_TO DO:_
(A) In the comment thread on theory and truth, whose notion of strong semantic information does Jacob Lee say he is following?
(B) Please continue the comment thread on theory and truth from the point where it stops, keeping the voice of its final comment.

Dear Jacob, yes I think that ‘no theory is wrong’ but in the sense that ‘theory’ is itself not a truth! A theory is a window to see the truth which is constructed by human mind, and thus no matter how intensive is in its objectivity, is just a part of subjectivity! So, I see the meanings of subjectivity and objectivity blur here. We can just say that a certain theory is much explanatory or closer to truth than others. Now, theory of Evolution is not so much popular in anthropology, does it mean that theory of evolution is wrong?

I hope veteran professors would like to enlighten us!
Comment by Jacob Lee on December 17, 2009 at 4:30am
@Ranjan
I appreciate the clarification.

I'm most comfortable talking about whether some proposition is true. A theory or hypothesis is not truth, but a sentence expressing a proposition, something that can be true or not true. Meaning is subjective of course, but that doesn't mean, IMHO, that the truth of some assertion, once a meaning is fixed, is itself subjective. Either some state of affairs obtains, or it does not, though I must profess my ignorance of sophisticated physics which may have a somewhat different metaphysics.

I agree with you that something can be closer or further from the truth. And this is something that is very interesting in itself. Suppose that in a given room there are exactly one hundred candles at some moment in time. If I asserted that there were one hundred candles my assertion would be true. If asserted that there were ninety-nine candles then my assertion would be false, but in some sense my assertion is closer to the truth, closer than if I had asserted that there were fifty candles in the room. So we might say that we have a discrete notion of truth, and a continuous notion of truth that coexist in some way.

Now we can let things get interesting. What if I had asserted that there were at least fifty candles in the room? This assertion is true! But is it more or less true than my false assertion that there were ninety-nine candles in the room? Something does not seem to fit.

I think that this example shows that the truth and falsity, both as a discrete value or as a matter of degree, are not the only relevant dimension by which we are to judge the correctness of a statement/hypothesis/theory. Specificity is also required. Following Luciano Floridi's notion of strong semantic information, I would suggest that together these somehow define a statement's informativeness.

It seems to me then that a thickly descriptive ethnography is therefore a highly informative ethnography.
Comment by John McCreery on December 17, 2009 at 3:21pm
I think, people (always) do not speak same what they think, people do not do same what they speak, and people do not mean same what they think, speak and do! Meanings of their thinking, speaking, and doing change from time to time and from situation to situation (caution: not all the actions).

_PROVIDED MATERIAL:_
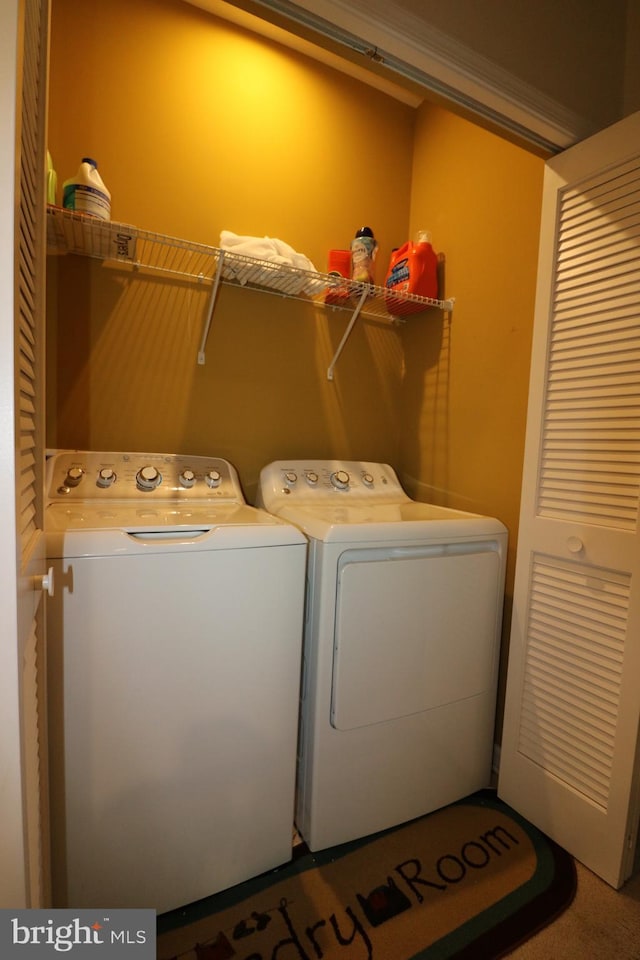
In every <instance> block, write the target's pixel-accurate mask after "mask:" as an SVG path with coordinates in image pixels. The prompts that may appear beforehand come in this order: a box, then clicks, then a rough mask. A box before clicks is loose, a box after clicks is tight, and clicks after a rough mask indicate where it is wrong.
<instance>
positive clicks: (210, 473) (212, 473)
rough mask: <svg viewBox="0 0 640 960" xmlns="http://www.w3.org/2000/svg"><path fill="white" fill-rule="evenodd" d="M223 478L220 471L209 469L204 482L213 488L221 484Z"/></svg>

_EXERCISE RESULTS:_
(A) Luciano Floridi's.

(B)
Yes, oh yes, indeed. There are interesting discussions of the problems this poses in Victor Turner's work on the Ndembu in Central Africa (the essays in The Forest of Symbols are a good place to start. Also in Robert Weller (1994) Resistance, Chaos And Control In China- Taiping Rebels, Taiwanese Ghosts And Tiananmen .

Re Arnab's mention of consumer anthropology: It is important to remember, however, that the utility of thick description is different in an applied, e.g., business, context from its value in a scholarly context. In the latter, it provides a richer, deeper, more detailed understanding of the case in question. In the former, it can lead to fresh insights that identify the hot buttons that marketers can use to sell their products.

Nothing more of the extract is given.